• YOUR TASK:
Recast every line of the material below as a numbered list, skipping blank lines and leaving the pictures out.

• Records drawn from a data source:
----------------

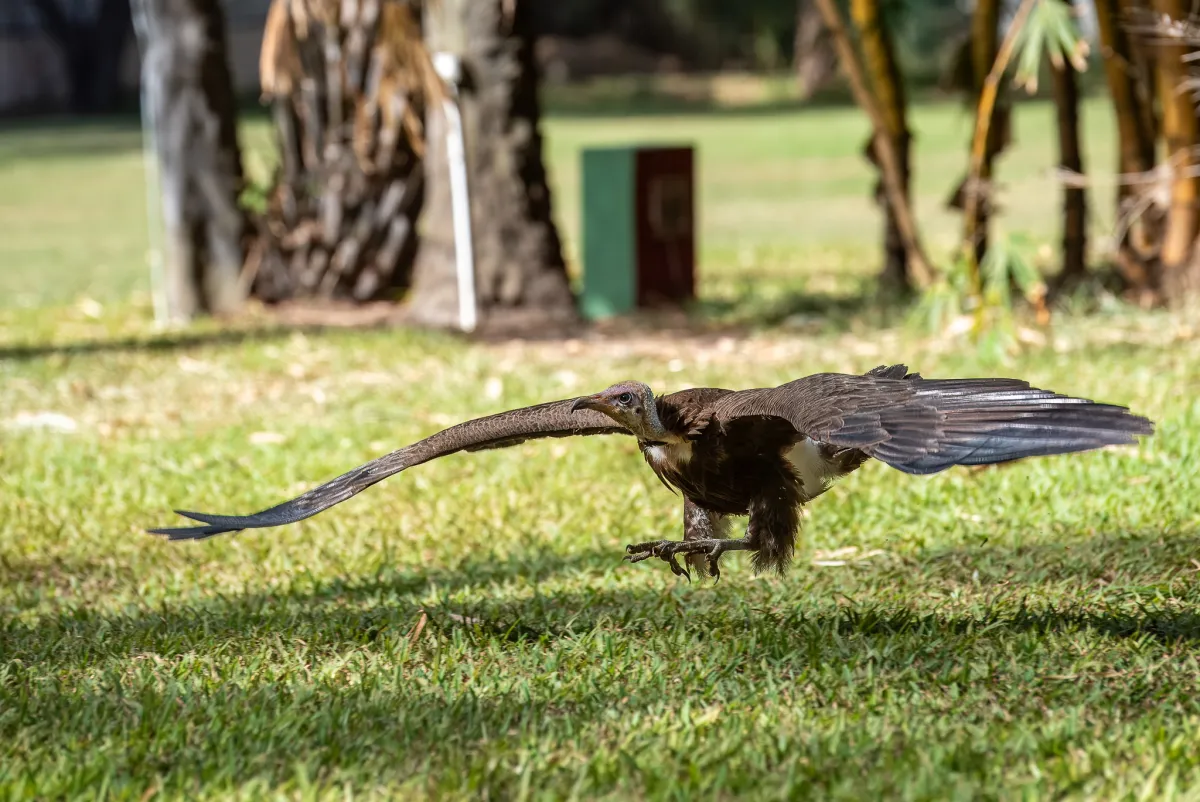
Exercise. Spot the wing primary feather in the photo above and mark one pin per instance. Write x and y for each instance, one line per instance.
(502, 430)
(922, 425)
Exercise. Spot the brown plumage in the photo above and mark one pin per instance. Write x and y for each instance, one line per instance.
(761, 453)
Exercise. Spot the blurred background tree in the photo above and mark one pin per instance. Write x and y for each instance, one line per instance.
(358, 207)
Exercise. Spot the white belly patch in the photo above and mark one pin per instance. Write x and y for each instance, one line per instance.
(809, 466)
(670, 454)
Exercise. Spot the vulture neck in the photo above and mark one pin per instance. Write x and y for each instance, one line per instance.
(649, 428)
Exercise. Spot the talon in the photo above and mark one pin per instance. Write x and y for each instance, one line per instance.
(714, 569)
(676, 568)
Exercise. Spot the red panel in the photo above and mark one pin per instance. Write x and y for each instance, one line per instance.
(665, 229)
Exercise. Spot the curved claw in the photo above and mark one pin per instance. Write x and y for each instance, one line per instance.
(676, 568)
(713, 568)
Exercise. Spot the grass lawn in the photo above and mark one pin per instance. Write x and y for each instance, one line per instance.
(468, 629)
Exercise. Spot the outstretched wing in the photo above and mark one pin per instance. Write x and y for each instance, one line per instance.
(553, 419)
(922, 425)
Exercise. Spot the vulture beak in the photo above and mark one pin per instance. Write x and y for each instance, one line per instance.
(588, 402)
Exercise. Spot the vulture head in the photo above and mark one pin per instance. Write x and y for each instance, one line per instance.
(631, 405)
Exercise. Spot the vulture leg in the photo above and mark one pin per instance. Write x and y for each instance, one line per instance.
(700, 524)
(702, 533)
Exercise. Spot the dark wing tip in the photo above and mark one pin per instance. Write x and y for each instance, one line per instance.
(190, 532)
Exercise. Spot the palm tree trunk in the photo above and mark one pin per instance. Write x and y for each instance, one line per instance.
(984, 49)
(1140, 221)
(1074, 202)
(187, 79)
(347, 84)
(1180, 132)
(879, 58)
(520, 274)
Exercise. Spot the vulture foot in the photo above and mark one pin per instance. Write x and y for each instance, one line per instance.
(667, 551)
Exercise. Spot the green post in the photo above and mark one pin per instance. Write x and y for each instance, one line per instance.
(610, 235)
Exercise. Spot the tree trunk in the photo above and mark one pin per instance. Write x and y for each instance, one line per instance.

----------------

• RESPONSE:
1. Exercise. Spot the wing primary feather in the photo above and mark one pin per instance. Write x and y for each instance, one line per instance.
2. (502, 430)
3. (922, 425)
4. Exercise. Spot the brown plumage in the photo above and mark one pin per instance. Write x and y for each instance, one line per instance.
5. (761, 453)
6. Exercise. Spot the blurred background tree in the photo above and mark one pin per instance. Write x and y for each instance, one line per instance.
7. (358, 207)
8. Exercise. Spot the white belly patch in the photo above and mark one pin per instance. Write x and y for each instance, one line per instance.
9. (809, 466)
10. (670, 454)
11. Exercise. Spot the vulture neck in the photo above and mark one pin per instance. Write x and y for each instance, one line per instance.
12. (649, 428)
13. Exercise. Spot the talon in the photo above and mark one pin per instance. Write x and y for each instance, one line per instance.
14. (714, 569)
15. (676, 568)
16. Exercise. Spot the red panel in the photo above and mark one pin per instance. Write x and y for each instance, one line per instance.
17. (665, 229)
18. Exercise. Spot the curved claw in the photo above and mark one pin per instance. Write x and y for each instance, one line per instance.
19. (676, 568)
20. (713, 568)
21. Exercise. Spot the grass lawn in the photo above and mark one pin per instance. Write x and y for each instance, one line per instance.
22. (468, 629)
23. Exercise. Spot the outstretched wing in the photo above and mark one pin per instance. Write x and y for each instance, one line per instance.
24. (553, 419)
25. (922, 425)
26. Exercise. Spot the vulture beak in the photo above and mark one pin per instance. Write x and y for each instance, one line per instance.
27. (588, 402)
28. Exercise. Spot the vulture head in the photo above and mark one pin per instance. Write x and y for each instance, one line per instance.
29. (631, 405)
30. Exercise. Spot the vulture leg in the photo above and mark one pin per instance. Write x and y for each instance, one line per instance.
31. (700, 524)
32. (702, 533)
33. Exercise. Spot the dark wing tip in the photo above and mark one pin per instance. Write x and y for each instance, one line per instance.
34. (190, 532)
35. Exercise. Spot the palm tree trunk in the photo above and mark one pin per instance. Write x and y for each instance, one line per instance.
36. (984, 49)
37. (1140, 221)
38. (1074, 202)
39. (187, 79)
40. (347, 84)
41. (1180, 132)
42. (879, 58)
43. (520, 274)
44. Exercise. Spot the vulture foot in the photo above and mark one pin per instance. Write x and y for each instance, one line per instance.
45. (667, 551)
46. Exercise. Spot the green post in the photo above and mark one pin per instance. Write x and y for each instance, one line per instance.
47. (610, 235)
48. Exercise. Spot the tree trunk in the photo above and mark one pin per instance. Write x and y for each instance, one line per instance.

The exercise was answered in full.